→ **Task description**
Copy the records below word for word, starting at the line that contains "For every instance of the green" and running through the end of the records, with that first line included.

++++++++

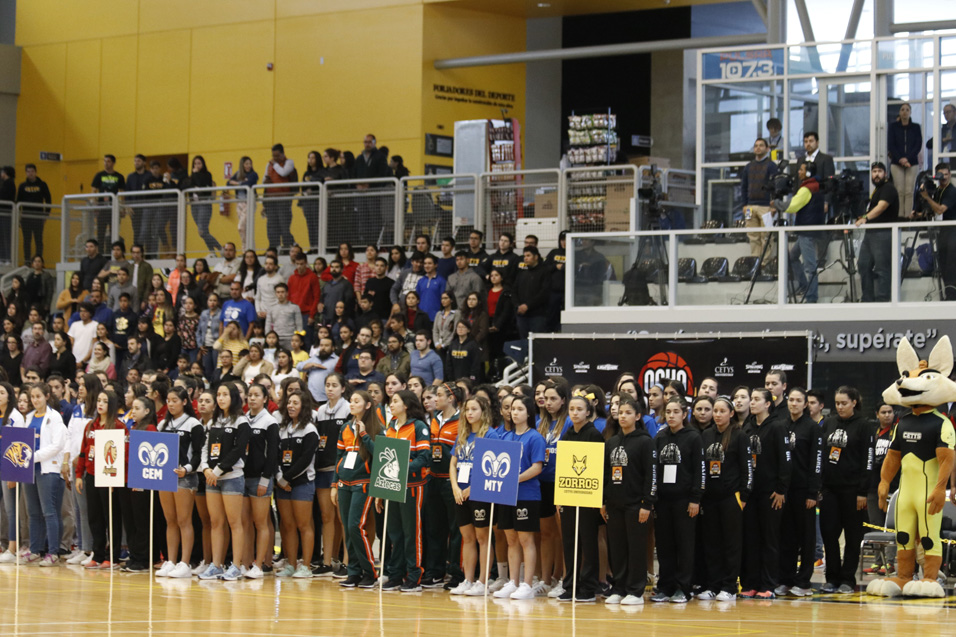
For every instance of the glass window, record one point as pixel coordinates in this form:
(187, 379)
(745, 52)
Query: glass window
(735, 115)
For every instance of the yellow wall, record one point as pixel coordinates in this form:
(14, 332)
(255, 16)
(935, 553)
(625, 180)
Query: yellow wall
(161, 78)
(452, 33)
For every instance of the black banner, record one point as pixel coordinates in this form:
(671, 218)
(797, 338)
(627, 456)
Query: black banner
(732, 360)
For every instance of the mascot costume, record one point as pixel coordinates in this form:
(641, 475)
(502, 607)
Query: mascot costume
(923, 448)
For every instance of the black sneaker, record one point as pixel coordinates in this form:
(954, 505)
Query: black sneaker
(367, 582)
(392, 585)
(433, 582)
(452, 583)
(322, 570)
(351, 582)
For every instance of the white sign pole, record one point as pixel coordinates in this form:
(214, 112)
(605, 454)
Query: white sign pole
(488, 557)
(112, 565)
(381, 574)
(577, 528)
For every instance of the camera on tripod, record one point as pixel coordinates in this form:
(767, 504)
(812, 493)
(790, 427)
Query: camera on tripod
(846, 194)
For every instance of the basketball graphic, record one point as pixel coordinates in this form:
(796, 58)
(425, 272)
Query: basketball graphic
(665, 366)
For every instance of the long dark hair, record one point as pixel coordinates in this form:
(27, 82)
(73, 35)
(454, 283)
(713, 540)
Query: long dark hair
(11, 403)
(182, 394)
(150, 418)
(853, 394)
(305, 414)
(413, 407)
(93, 387)
(235, 403)
(372, 426)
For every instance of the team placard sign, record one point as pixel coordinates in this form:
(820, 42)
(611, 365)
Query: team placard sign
(109, 458)
(18, 445)
(494, 476)
(152, 458)
(579, 474)
(389, 475)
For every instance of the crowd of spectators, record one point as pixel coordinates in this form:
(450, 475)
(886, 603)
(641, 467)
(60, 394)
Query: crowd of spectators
(437, 317)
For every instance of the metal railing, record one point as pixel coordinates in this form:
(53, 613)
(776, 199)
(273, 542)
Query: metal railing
(439, 206)
(87, 216)
(681, 272)
(151, 218)
(319, 216)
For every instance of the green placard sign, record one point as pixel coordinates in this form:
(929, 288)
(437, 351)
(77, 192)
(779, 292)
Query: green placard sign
(389, 468)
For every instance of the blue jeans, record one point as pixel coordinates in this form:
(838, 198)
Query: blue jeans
(805, 250)
(44, 499)
(874, 264)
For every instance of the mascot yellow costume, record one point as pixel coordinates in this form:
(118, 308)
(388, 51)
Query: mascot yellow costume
(923, 447)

++++++++

→ **Correct output**
For every instance of the green placard sign, record one point as pixel coordinates in this form:
(929, 288)
(437, 351)
(77, 192)
(779, 292)
Query: green placard sign
(389, 468)
For every instance of the blue jeans, record one point as pixel coordinates in this form:
(838, 198)
Query: blue jeans
(805, 250)
(44, 499)
(874, 264)
For every instance of the mascot yellow costume, record one point as pixel coordinates in this form:
(118, 308)
(388, 51)
Query: mascot yellow costume
(923, 447)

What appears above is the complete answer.